>>

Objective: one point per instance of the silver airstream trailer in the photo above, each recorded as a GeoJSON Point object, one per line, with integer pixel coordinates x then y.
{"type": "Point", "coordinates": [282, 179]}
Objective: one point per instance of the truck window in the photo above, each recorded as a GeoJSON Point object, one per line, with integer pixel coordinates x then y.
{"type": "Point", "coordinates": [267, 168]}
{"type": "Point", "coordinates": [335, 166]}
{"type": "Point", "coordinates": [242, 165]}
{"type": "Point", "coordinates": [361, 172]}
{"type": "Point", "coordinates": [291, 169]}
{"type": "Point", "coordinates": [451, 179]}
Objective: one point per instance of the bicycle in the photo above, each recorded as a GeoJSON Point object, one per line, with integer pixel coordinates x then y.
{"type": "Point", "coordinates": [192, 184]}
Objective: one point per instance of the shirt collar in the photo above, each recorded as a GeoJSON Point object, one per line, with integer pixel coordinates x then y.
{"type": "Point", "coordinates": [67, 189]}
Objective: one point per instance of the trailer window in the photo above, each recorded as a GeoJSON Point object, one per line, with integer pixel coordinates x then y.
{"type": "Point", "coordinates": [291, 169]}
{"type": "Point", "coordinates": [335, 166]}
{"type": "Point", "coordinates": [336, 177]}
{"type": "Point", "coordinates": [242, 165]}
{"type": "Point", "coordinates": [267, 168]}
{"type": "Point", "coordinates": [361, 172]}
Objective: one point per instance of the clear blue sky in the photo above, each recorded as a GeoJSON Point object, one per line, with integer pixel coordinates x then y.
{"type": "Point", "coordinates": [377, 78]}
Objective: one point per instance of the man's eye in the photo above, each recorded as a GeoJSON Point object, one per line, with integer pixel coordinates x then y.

<<

-- PROBLEM --
Write out the data exactly as it stands.

-- FINISHED EXERCISE --
Objective: one point per instance of the silver airstream trailer in the photo above, each recorded as a GeoJSON Point object, one per line, with integer pixel coordinates x then y.
{"type": "Point", "coordinates": [282, 179]}
Objective: one point per instance of the truck window in the photo above, each recorded as a GeoJSON Point object, one per line, with integer pixel coordinates x then y.
{"type": "Point", "coordinates": [267, 168]}
{"type": "Point", "coordinates": [335, 166]}
{"type": "Point", "coordinates": [242, 165]}
{"type": "Point", "coordinates": [361, 172]}
{"type": "Point", "coordinates": [291, 169]}
{"type": "Point", "coordinates": [451, 179]}
Objective: one point per instance of the bicycle in the photo above, each recorded as a GeoJSON Point object, one per line, with integer pixel coordinates x then y.
{"type": "Point", "coordinates": [192, 184]}
Objective: one point per instance of the shirt collar in the photo above, each recorded as a GeoJSON Point object, one per line, with integer pixel coordinates x then y.
{"type": "Point", "coordinates": [67, 189]}
Objective: one point per instance of the trailer window in the photo above, each recorded as a GeoJSON Point object, one per line, with integer pixel coordinates x then y.
{"type": "Point", "coordinates": [291, 169]}
{"type": "Point", "coordinates": [335, 166]}
{"type": "Point", "coordinates": [336, 177]}
{"type": "Point", "coordinates": [242, 165]}
{"type": "Point", "coordinates": [267, 168]}
{"type": "Point", "coordinates": [361, 172]}
Objective: one point per instance of the clear blue sky in the photo above, each recorded as a GeoJSON Point object, one per line, with integer pixel coordinates x then y.
{"type": "Point", "coordinates": [377, 78]}
Objective: one point per instance of the man's eye in the photo above, each recorded as a GeoJSON Point object, one per line, with integer pixel coordinates x then y.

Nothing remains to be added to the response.